SELECTED EXTRACT:
※
Today

  • Manipulation between raster and vector
  • Raster calculation
    • Local calculation
    • Aggregate, focal, and zonal calculation (Neighborhood)
    • Global calculation

Load data for today

library(geodata)
library(dplyr)
library(sf)

tza <- rnaturalearth::ne_countries(country = "United Republic of Tanzania")

car_plants <- read.csv("https://sselp.github.io/sdawr//Riched_Carnivorous_Plant.csv") %>% 
    st_as_sf(coords = c("longitude", "latitude"), crs = 4326)

pop_global <- population(
  year = 2020, res = 5,
  path = tempdir())

pop_global <- log(pop_global + 1)
※
DATASET EXCERPTS:
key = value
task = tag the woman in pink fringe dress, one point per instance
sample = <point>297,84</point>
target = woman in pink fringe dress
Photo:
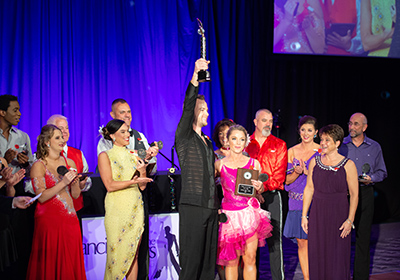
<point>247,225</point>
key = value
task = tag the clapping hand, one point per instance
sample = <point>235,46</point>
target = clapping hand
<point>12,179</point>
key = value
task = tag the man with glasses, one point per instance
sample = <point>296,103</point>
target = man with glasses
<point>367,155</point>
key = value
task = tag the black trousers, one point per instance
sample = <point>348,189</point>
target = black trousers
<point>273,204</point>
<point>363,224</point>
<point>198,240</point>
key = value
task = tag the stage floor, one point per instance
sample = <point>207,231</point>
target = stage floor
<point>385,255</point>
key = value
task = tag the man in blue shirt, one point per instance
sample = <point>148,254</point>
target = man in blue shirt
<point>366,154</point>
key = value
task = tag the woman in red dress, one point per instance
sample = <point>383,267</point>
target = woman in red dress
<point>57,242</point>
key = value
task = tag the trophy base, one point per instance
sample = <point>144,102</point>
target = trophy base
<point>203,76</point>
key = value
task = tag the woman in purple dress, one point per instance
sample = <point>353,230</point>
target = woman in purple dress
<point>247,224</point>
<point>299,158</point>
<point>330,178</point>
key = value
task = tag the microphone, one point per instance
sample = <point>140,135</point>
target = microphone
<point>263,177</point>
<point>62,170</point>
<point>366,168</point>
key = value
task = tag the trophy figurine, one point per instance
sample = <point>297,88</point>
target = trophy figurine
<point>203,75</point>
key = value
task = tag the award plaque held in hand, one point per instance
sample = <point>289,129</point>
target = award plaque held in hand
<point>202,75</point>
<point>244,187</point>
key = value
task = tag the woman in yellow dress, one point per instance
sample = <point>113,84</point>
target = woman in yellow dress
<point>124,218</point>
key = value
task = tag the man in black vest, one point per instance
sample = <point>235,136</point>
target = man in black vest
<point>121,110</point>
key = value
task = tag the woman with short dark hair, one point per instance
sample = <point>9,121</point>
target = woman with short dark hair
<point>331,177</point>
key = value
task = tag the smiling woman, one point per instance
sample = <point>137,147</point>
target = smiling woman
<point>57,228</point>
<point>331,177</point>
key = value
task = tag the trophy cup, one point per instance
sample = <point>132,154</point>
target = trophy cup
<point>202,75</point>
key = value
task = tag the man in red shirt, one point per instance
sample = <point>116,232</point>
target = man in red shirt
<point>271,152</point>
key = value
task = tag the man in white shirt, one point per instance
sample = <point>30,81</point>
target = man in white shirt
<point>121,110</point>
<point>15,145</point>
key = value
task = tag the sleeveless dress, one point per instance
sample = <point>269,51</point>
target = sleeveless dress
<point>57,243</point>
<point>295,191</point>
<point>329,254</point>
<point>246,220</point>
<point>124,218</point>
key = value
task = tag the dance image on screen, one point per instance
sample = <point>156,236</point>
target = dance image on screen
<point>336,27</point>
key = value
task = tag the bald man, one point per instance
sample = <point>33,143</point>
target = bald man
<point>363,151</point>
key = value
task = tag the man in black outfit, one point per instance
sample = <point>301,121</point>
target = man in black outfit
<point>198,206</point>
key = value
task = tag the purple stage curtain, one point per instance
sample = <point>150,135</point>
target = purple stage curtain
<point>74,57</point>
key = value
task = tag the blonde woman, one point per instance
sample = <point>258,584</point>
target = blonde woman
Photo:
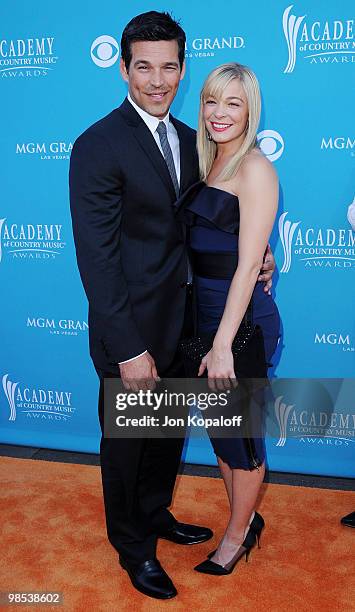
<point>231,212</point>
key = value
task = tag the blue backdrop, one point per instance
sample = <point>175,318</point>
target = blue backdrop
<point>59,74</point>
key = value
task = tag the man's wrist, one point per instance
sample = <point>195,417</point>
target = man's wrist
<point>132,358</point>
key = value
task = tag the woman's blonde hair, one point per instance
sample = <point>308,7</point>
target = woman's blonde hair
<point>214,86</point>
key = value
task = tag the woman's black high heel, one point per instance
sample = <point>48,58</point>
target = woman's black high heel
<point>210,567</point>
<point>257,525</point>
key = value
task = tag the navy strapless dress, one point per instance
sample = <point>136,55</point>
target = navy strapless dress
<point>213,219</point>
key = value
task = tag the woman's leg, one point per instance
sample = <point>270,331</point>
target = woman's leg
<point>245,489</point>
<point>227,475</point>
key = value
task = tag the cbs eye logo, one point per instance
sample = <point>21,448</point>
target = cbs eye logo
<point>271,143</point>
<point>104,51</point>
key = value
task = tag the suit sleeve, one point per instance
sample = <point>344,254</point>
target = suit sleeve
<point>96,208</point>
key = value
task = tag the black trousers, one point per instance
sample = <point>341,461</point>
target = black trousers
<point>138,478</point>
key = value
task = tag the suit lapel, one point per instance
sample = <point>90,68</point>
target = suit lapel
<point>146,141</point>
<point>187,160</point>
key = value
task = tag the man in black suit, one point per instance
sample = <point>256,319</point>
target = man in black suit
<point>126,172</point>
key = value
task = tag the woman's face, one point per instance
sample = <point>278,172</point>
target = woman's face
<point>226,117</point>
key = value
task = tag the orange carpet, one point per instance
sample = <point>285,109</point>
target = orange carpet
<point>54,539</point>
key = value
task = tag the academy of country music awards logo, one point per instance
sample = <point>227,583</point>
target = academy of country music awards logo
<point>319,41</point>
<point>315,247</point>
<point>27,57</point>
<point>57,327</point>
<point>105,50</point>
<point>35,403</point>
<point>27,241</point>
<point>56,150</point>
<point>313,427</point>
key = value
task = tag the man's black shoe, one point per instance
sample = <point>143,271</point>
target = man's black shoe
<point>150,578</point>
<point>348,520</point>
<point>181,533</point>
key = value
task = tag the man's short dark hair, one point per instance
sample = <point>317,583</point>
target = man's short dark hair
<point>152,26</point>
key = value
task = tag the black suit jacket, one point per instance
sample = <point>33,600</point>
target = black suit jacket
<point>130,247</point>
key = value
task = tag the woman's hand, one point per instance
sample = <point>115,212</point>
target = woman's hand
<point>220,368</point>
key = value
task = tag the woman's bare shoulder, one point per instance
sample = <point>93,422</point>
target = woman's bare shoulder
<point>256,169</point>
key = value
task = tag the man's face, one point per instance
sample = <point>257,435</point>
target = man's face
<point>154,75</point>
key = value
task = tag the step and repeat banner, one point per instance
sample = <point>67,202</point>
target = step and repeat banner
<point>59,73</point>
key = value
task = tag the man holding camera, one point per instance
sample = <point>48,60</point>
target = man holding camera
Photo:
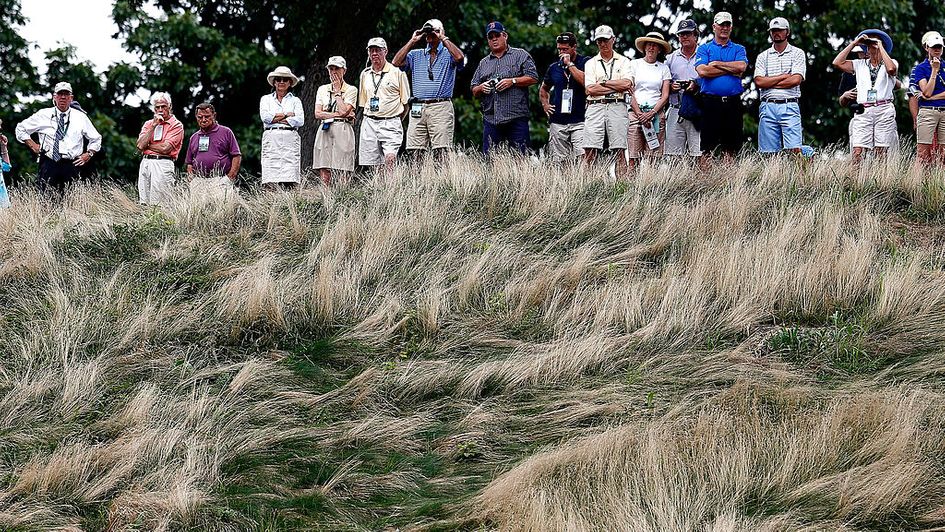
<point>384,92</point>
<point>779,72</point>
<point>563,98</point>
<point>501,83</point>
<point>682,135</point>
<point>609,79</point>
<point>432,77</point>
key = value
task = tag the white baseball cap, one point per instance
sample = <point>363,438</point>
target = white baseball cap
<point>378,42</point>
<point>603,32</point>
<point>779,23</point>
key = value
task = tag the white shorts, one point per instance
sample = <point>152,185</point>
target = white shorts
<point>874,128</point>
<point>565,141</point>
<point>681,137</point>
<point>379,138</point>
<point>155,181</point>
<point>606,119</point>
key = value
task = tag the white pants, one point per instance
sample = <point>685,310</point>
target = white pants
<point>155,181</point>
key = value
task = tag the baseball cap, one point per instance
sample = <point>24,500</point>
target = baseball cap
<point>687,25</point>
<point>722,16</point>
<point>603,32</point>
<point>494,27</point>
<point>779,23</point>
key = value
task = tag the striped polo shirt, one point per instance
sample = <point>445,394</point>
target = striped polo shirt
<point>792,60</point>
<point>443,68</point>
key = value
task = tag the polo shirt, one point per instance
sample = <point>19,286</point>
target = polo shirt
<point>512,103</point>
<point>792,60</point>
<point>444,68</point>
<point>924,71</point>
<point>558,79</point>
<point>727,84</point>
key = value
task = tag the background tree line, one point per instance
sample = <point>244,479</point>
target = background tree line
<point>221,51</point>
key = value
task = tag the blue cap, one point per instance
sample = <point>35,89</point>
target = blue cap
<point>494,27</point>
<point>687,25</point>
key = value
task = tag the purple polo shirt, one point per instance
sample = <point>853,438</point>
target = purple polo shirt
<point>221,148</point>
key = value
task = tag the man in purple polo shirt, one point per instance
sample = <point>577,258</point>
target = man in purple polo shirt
※
Print everything from "library(geodata)" down to "crs = 4326)" in the raster lesson notes above, character for character.

ANSWER SECTION:
library(geodata)
library(dplyr)
library(sf)

tza <- rnaturalearth::ne_countries(country = "United Republic of Tanzania")

car_plants <- read.csv("https://sselp.github.io/sdawr//Riched_Carnivorous_Plant.csv") %>% 
    st_as_sf(coords = c("longitude", "latitude"), crs = 4326)